[Stored items from a collection]

============

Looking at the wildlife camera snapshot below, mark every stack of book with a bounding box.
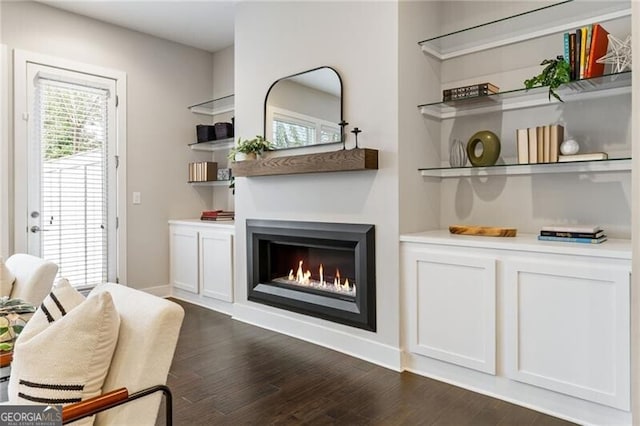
[538,225,607,244]
[189,162,218,182]
[442,82,499,102]
[200,210,234,221]
[563,23,609,81]
[516,124,563,164]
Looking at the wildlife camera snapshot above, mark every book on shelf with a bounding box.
[536,126,544,164]
[586,23,609,78]
[527,127,538,164]
[558,152,608,162]
[516,128,529,164]
[189,162,218,182]
[575,28,582,80]
[538,235,607,244]
[582,25,593,79]
[549,124,563,163]
[540,230,605,239]
[541,224,602,234]
[200,210,234,221]
[542,125,551,163]
[442,83,499,101]
[569,32,577,80]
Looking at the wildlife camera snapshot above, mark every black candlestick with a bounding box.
[351,127,362,149]
[339,120,349,150]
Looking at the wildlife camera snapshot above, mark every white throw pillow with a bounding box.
[0,257,15,297]
[8,279,120,424]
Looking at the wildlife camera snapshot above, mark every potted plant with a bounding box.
[228,136,273,161]
[524,56,571,102]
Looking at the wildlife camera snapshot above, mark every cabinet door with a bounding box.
[199,230,233,302]
[169,226,199,294]
[404,247,496,374]
[504,258,630,410]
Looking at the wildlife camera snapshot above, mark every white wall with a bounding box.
[233,1,401,368]
[0,1,214,289]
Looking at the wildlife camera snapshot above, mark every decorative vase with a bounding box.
[235,152,257,162]
[449,139,467,167]
[560,139,579,155]
[466,130,501,167]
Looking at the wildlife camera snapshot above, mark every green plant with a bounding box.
[228,136,274,160]
[524,56,571,102]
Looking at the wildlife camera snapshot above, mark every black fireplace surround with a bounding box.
[246,219,376,331]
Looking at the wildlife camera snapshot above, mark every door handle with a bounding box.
[30,225,40,233]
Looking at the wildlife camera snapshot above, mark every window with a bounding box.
[270,108,341,149]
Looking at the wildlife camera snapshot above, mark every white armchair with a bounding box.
[5,254,58,306]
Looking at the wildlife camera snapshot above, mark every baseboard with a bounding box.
[170,288,234,316]
[233,302,402,372]
[140,284,171,298]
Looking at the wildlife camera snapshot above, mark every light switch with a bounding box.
[133,192,141,205]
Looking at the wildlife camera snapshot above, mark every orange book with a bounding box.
[586,24,610,78]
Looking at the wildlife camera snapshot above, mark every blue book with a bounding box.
[563,32,570,65]
[538,235,607,244]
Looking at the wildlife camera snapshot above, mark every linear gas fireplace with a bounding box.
[246,220,376,331]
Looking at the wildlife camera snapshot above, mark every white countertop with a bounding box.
[400,229,631,260]
[169,218,235,229]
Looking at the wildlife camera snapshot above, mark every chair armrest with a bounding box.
[63,388,128,424]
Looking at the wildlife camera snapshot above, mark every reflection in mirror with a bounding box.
[264,66,342,150]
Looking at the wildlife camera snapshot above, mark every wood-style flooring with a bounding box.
[158,300,575,425]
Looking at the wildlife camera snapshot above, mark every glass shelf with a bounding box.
[418,71,631,120]
[188,94,235,115]
[418,0,631,60]
[419,158,631,178]
[188,138,234,152]
[188,180,231,187]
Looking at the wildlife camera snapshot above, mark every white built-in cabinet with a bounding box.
[401,231,631,412]
[169,220,234,306]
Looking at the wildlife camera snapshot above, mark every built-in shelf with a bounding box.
[232,148,378,177]
[188,94,235,116]
[418,72,631,120]
[418,1,631,60]
[420,158,631,178]
[188,138,234,152]
[188,180,231,187]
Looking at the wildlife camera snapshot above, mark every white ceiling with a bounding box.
[39,1,236,53]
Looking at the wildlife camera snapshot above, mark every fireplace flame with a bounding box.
[285,260,355,296]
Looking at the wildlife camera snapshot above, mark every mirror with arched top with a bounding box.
[264,66,343,150]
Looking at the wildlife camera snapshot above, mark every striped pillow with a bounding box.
[8,279,120,425]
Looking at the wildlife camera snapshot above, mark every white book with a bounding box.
[558,152,608,162]
[516,128,529,164]
[541,224,603,233]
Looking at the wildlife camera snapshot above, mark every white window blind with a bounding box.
[34,76,110,287]
[272,113,315,148]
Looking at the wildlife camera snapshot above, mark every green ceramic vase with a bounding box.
[466,130,501,167]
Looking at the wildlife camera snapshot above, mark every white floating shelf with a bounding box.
[188,94,235,116]
[419,2,630,60]
[420,159,632,178]
[189,138,234,152]
[188,180,231,187]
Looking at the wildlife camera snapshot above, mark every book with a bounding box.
[527,127,538,163]
[549,124,563,163]
[541,224,602,233]
[442,83,499,101]
[538,235,607,244]
[579,26,588,79]
[569,33,577,80]
[583,24,593,78]
[558,152,608,162]
[540,230,605,239]
[516,128,529,164]
[543,125,550,163]
[563,32,570,68]
[575,28,582,80]
[536,126,544,163]
[586,23,609,78]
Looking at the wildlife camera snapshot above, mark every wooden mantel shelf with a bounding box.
[232,148,378,177]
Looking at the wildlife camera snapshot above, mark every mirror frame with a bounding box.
[263,66,343,150]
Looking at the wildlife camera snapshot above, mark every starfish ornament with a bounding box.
[596,34,632,73]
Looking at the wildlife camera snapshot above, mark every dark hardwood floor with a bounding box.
[158,300,575,425]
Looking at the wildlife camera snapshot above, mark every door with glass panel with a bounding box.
[26,63,117,288]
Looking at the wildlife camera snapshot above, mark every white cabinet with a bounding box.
[401,231,631,413]
[405,248,496,374]
[504,258,630,410]
[169,220,234,305]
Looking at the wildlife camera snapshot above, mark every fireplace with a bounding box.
[246,220,376,331]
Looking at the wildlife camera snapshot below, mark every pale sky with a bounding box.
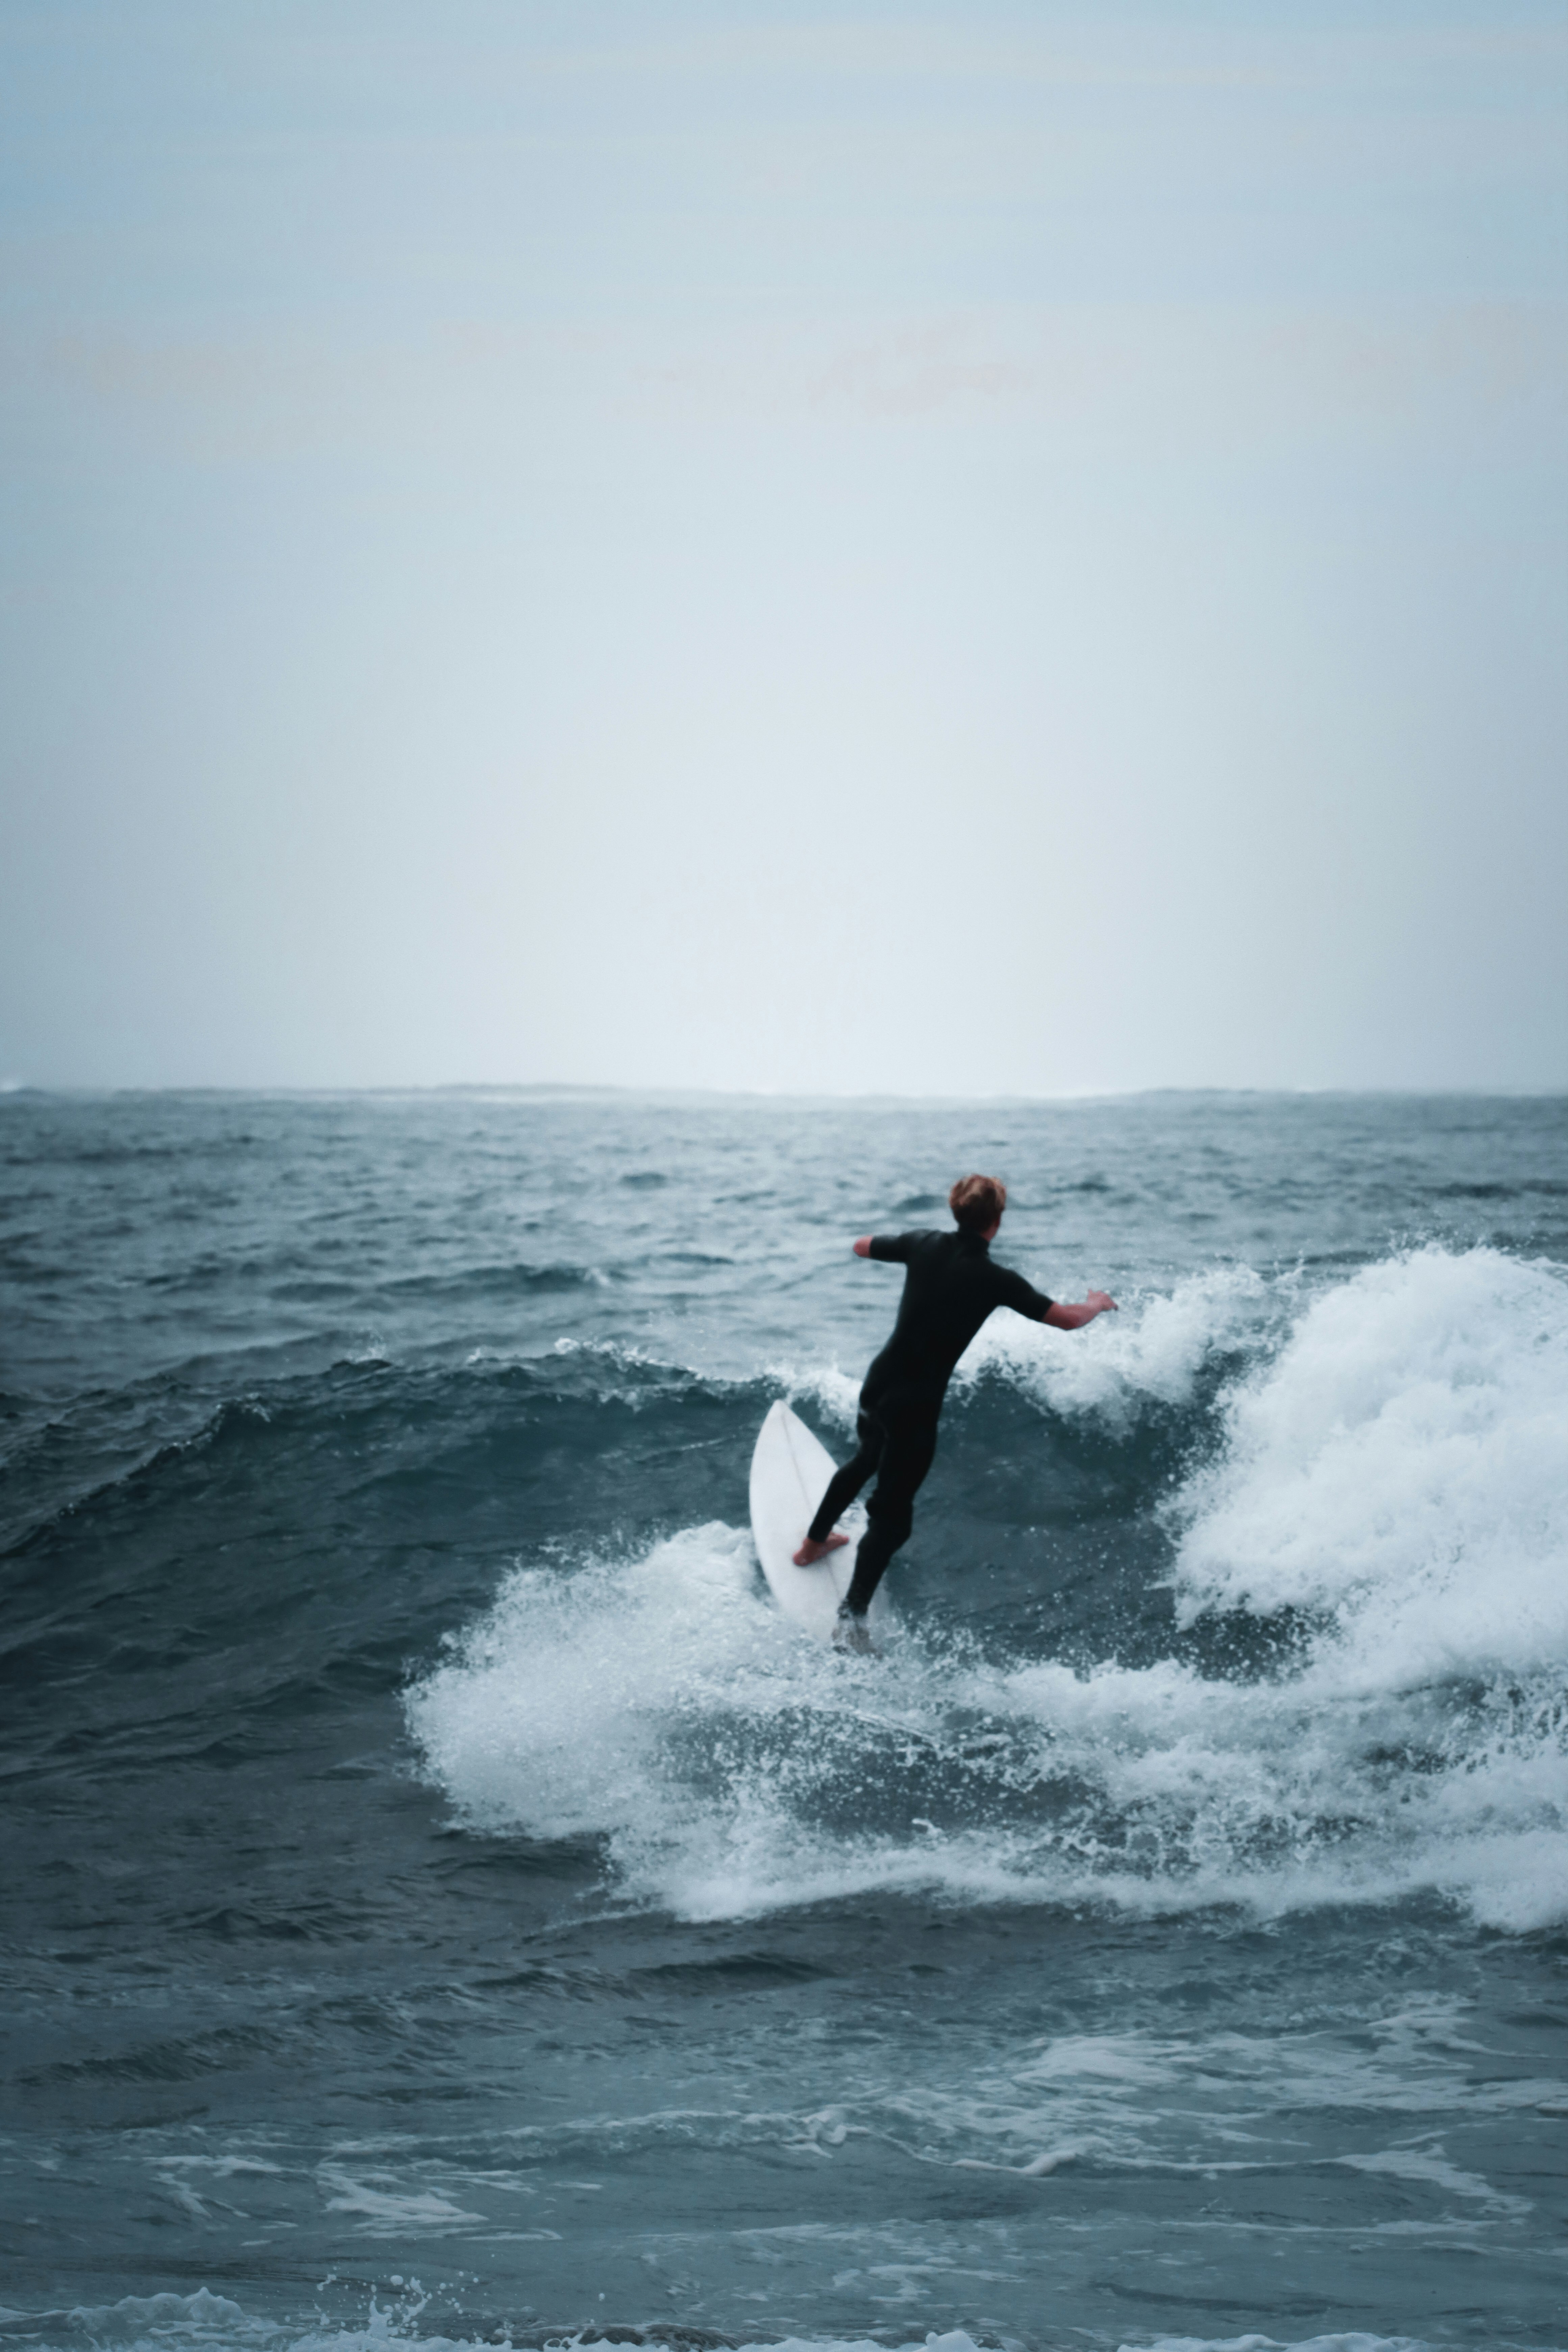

============

Problem details> Output the data exactly. Leave every picture out.

Result of this exercise>
Looking at the wildlife camera snapshot below, mark every stack of book with a bounding box.
[538,225,607,244]
[189,162,218,182]
[442,82,499,102]
[200,210,234,221]
[563,23,609,81]
[516,124,563,164]
Looking at the wildlife camera snapshot above, mark every book on shelf with a bounding box.
[536,126,544,164]
[586,23,609,78]
[527,127,538,164]
[558,152,608,162]
[516,128,529,164]
[189,162,218,182]
[575,28,582,80]
[538,235,607,244]
[582,25,593,79]
[549,124,563,163]
[540,230,605,239]
[541,224,602,234]
[200,210,234,221]
[542,125,551,163]
[442,83,499,101]
[569,32,577,80]
Looking at the wildlife camera snapshot above, mark every black candlestick with a bounding box.
[351,127,362,149]
[339,120,349,150]
Looking at the wildlife camera snapshot above, mark every white throw pillow with a bounding box.
[0,257,15,297]
[8,279,120,424]
Looking at the wildlife camera snapshot above, mark every potted plant with a bounding box.
[228,136,273,161]
[524,56,571,102]
Looking at the wildlife camera snapshot above, mark every cabinet door with a bounding box.
[199,230,233,302]
[169,226,199,294]
[404,247,496,374]
[504,258,630,410]
Looking at the wildlife camera snapshot above, mark every white wall with a bounding box.
[233,1,401,368]
[0,1,214,289]
Looking at the wildlife camera snapshot above, mark every decorative vase with a bounding box.
[235,152,257,162]
[449,139,467,167]
[560,139,579,155]
[466,130,501,167]
Looking at the wildlife camera snapshot above, mark every green plant with a bounding box.
[228,136,274,160]
[524,56,571,102]
Looking at the wildlife camera snapshot above, mark every black fireplace surround with a bounding box.
[246,219,376,331]
Looking at the wildlife camera snapshot above, mark every door handle with a bounding box.
[30,225,40,233]
Looking at the wildlife camera snapshot above, mark every window with a bounding box.
[270,108,341,149]
Looking at the wildlife camera snapshot above, mark every white armchair with a bounding box.
[5,254,58,306]
Looking at the wildlife camera snapshot above, mark every baseboard with a bounding box.
[170,288,234,316]
[233,302,402,372]
[140,284,171,298]
Looking at the wildlife camera snapshot above, mark every light switch with a bounding box.
[133,192,141,205]
Looking at the wildlife camera snapshot above, mark every orange book with a bounding box.
[586,24,610,78]
Looking at the wildlife camera snapshot above, mark every blue book with a bounding box.
[563,32,570,65]
[538,235,607,244]
Looking at the wildlife camera snapshot above, mark every linear gas fireplace with a bounding box.
[246,220,376,331]
Looking at the wildlife camera snapshot above, mark every white countertop with a bounding box.
[400,229,631,260]
[169,218,235,229]
Looking at the wildlife camera snapshot above, mark every chair armrest with a bounding box.
[63,388,128,424]
Looking at the wildlife camera snapshot above, mark every reflection in mirror with a bounding box.
[264,66,342,150]
Looking at the wildlife camera snapshot above, mark every wood-style flooring with a bounding box.
[158,300,575,425]
Looking at the wildlife camera snapshot above, mark every glass shelf with a bounding box.
[418,71,631,120]
[188,94,235,115]
[418,0,631,60]
[419,158,631,178]
[188,138,234,152]
[188,180,231,187]
Looking at the wildlife camera snapshot above, mark every white built-in cabinet with a bounding box.
[401,231,631,412]
[169,220,234,306]
Looking at the wildlife camera snapshot above, mark every built-in shelf with a bounding box.
[232,148,378,177]
[188,94,235,116]
[418,72,631,120]
[418,1,631,60]
[420,158,631,178]
[188,138,234,152]
[188,180,231,187]
Looking at the wildlife camera snapshot above, mark every white ceiling with a bounding box.
[39,1,236,53]
Looking at the wildlife camera snapshot above, mark every fireplace flame with a bounding box.
[285,260,355,296]
Looking at the wildlife camera snapshot above, mark every mirror with arched top with a bounding box.
[264,66,343,150]
Looking at the wildlife camera snapshot above, mark every striped pillow with a bounding box.
[8,279,120,425]
Looking at the wildlife camera snapshot above, mark every white book with a bounding box.
[558,152,608,162]
[516,128,529,164]
[541,224,603,233]
Looking at the wildlife camera snapshot above, mark every white window blind with a bounding box.
[34,76,110,287]
[272,113,315,148]
Looking at the wildlife camera snapshot above, mark every green ceramic vase with a bounding box.
[466,130,501,167]
Looking at the wildlife camera snapshot above, mark every white floating shelf with a bounding box.
[188,94,235,116]
[419,2,630,60]
[420,159,632,178]
[189,138,234,152]
[188,180,231,187]
Looking at the wildlife camera snapshot above, mark every book with a bounding box.
[527,127,538,163]
[549,124,563,163]
[541,224,602,233]
[442,83,499,101]
[538,235,607,244]
[579,26,588,79]
[569,33,577,80]
[583,24,593,78]
[558,152,608,162]
[540,230,605,239]
[516,128,529,164]
[543,125,550,163]
[563,32,570,68]
[575,28,582,80]
[536,126,544,163]
[586,23,609,78]
Looking at the wildlife camera snapshot above, mark every wooden mantel shelf with a bounding box.
[232,148,378,177]
Looking at the wildlife camera snapshot above, mark every mirror frame with a bounding box.
[263,66,343,150]
Looking at the wildlife camera snapshot above, mark every starfish ornament with a bounding box.
[596,34,632,73]
Looking at the wildlife camera snapshot above, mark every dark hardwood floor with a bounding box.
[158,300,575,425]
Looking at the wildlife camera snapshot above, mark every door with glass panel with a bounding box.
[26,63,117,288]
Looking at the wildlife camera snapshot above, mark every white cabinet with a bounding box.
[401,231,631,413]
[405,248,496,374]
[504,258,630,410]
[169,220,234,305]
Looking at the wildlife camera snapshot above, mark every fireplace with a bounding box.
[246,220,376,331]
Looking at the wildlife camera snapshot below, mark every pale sky with a bounding box.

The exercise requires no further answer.